━━ Data to process ━━

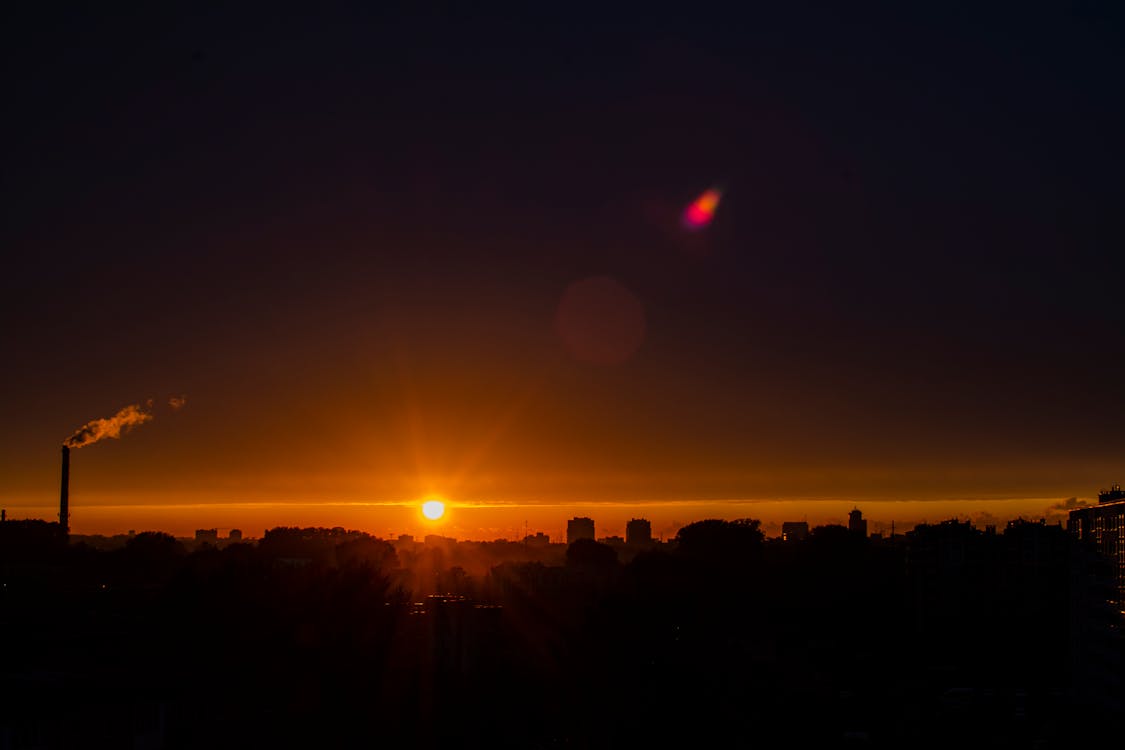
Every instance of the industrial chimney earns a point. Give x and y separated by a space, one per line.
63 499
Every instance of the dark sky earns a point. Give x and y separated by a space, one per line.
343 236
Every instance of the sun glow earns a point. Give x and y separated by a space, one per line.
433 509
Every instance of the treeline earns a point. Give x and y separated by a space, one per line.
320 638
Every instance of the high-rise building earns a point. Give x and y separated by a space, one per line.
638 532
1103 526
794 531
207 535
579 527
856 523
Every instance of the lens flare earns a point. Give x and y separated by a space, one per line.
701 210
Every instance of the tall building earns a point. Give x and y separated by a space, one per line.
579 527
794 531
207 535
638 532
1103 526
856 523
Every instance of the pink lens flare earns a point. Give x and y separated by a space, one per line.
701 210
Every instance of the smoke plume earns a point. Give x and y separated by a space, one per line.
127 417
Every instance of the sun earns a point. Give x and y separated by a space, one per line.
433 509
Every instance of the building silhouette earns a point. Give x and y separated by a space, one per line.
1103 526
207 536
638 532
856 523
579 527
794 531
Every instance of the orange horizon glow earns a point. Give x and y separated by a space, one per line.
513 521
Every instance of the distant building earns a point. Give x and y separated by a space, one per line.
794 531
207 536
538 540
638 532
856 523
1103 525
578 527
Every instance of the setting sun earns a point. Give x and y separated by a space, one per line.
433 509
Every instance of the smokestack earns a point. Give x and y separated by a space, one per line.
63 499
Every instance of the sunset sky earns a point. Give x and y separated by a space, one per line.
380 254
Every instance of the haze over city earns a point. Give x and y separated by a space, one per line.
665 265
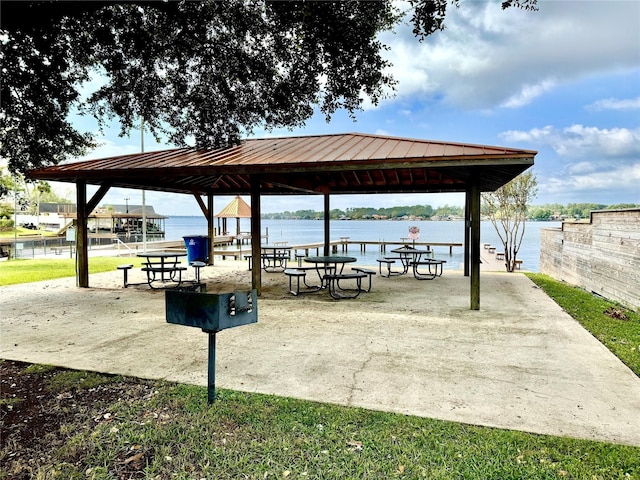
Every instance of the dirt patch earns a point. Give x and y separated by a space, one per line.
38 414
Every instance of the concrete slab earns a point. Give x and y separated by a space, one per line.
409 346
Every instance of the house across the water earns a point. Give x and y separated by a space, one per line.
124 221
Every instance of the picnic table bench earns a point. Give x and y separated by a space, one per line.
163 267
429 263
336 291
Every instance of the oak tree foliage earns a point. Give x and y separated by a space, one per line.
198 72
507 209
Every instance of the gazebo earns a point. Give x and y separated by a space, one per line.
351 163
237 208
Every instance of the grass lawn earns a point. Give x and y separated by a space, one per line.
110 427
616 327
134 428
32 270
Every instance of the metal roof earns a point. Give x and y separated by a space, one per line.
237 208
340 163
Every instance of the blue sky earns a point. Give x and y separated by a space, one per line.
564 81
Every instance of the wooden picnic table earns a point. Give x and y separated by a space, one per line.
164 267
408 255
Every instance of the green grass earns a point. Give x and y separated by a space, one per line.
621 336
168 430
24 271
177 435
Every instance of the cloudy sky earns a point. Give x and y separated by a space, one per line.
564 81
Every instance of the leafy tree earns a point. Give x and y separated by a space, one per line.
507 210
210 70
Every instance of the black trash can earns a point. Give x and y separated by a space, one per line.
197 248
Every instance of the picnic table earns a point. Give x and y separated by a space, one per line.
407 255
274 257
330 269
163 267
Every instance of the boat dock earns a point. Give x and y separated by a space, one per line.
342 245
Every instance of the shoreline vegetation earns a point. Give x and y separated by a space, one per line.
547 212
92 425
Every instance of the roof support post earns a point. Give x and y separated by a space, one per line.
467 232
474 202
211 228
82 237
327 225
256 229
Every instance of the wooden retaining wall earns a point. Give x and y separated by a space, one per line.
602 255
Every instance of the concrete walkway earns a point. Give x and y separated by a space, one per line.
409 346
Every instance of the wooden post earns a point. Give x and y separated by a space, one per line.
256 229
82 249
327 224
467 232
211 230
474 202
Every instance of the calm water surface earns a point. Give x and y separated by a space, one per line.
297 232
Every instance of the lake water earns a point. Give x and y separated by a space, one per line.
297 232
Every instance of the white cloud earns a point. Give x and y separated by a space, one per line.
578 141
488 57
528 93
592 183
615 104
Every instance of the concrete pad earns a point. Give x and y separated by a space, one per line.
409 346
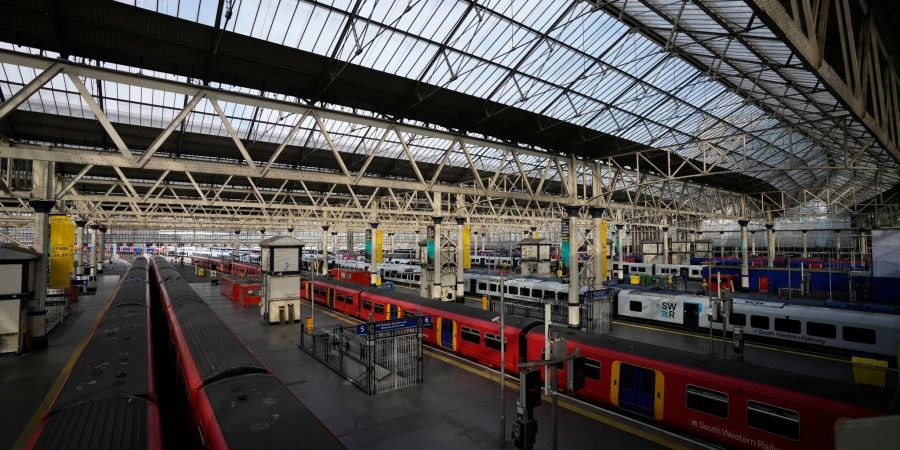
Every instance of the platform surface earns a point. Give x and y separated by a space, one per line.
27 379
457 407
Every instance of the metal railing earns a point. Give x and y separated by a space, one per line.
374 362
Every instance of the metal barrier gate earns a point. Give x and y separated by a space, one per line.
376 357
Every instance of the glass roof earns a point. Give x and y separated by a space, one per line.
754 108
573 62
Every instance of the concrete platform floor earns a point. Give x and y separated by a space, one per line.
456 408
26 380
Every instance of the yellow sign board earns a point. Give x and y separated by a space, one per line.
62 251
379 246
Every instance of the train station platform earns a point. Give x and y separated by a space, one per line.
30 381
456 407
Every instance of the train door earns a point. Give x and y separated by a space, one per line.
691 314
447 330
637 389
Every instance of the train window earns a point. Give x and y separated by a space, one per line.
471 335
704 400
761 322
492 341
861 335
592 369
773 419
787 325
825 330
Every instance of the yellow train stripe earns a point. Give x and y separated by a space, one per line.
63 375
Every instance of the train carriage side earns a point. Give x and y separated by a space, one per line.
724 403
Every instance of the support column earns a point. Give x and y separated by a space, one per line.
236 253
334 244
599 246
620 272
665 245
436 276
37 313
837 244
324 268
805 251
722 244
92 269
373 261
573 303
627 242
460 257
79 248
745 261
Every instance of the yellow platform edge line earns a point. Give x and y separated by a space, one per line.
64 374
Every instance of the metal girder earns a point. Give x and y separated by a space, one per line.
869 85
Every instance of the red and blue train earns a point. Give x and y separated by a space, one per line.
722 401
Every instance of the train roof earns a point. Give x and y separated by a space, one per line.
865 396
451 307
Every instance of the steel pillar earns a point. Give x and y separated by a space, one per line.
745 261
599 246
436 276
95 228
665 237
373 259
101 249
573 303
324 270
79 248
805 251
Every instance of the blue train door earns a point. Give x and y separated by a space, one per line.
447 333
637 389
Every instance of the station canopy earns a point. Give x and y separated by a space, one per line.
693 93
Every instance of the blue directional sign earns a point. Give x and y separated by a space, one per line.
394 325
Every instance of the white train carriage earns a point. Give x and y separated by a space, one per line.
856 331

━━━
━━ Data to process ━━

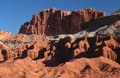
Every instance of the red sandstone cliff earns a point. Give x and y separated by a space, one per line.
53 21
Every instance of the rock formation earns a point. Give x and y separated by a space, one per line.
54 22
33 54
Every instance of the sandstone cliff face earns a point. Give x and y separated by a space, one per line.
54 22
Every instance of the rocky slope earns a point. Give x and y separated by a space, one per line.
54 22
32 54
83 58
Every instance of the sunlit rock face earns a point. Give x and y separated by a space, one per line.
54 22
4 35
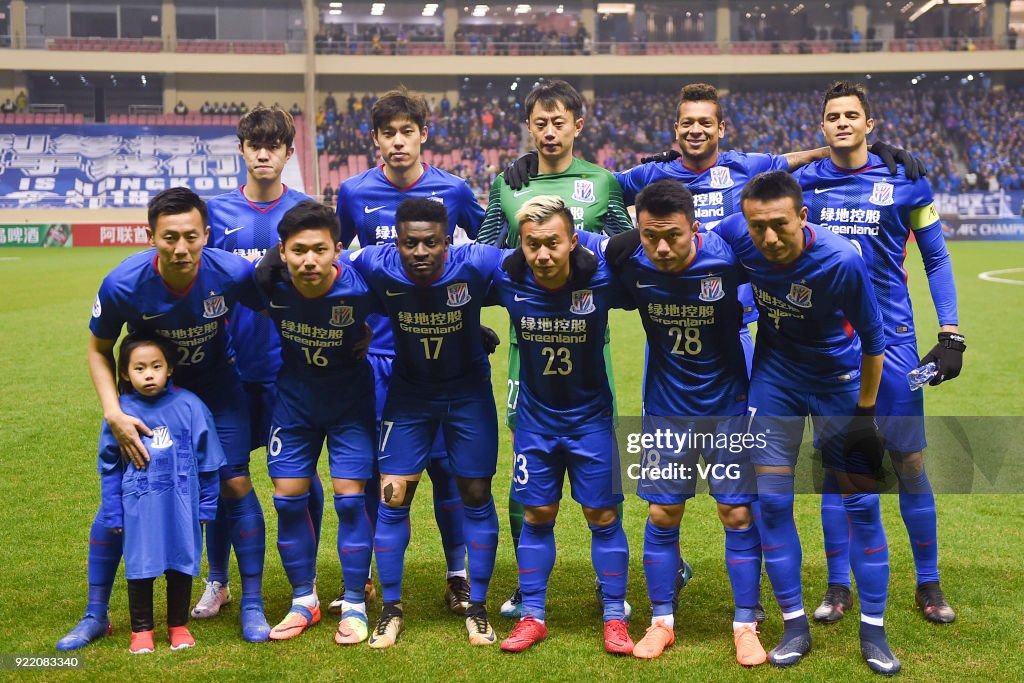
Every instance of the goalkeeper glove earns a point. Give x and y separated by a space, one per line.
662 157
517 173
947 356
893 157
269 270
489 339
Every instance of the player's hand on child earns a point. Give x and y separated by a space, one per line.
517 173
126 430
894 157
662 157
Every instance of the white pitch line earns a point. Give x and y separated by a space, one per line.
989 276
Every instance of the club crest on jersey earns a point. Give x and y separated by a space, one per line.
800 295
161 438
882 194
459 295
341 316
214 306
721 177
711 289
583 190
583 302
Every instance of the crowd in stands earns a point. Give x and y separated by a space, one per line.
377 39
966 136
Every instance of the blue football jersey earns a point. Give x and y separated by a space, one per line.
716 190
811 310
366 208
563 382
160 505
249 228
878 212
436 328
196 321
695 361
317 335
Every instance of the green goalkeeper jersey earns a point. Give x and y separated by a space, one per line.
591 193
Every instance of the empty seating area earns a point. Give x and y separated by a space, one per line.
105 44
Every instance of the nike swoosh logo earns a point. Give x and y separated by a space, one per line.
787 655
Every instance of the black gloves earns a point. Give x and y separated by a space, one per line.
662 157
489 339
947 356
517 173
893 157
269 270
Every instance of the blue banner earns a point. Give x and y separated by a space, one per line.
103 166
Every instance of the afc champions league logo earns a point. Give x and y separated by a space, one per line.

━━━

- _Your instructions_: How many lines in the items above contain the word "cliff"? Reply with the number alone.

- _The reply_: 2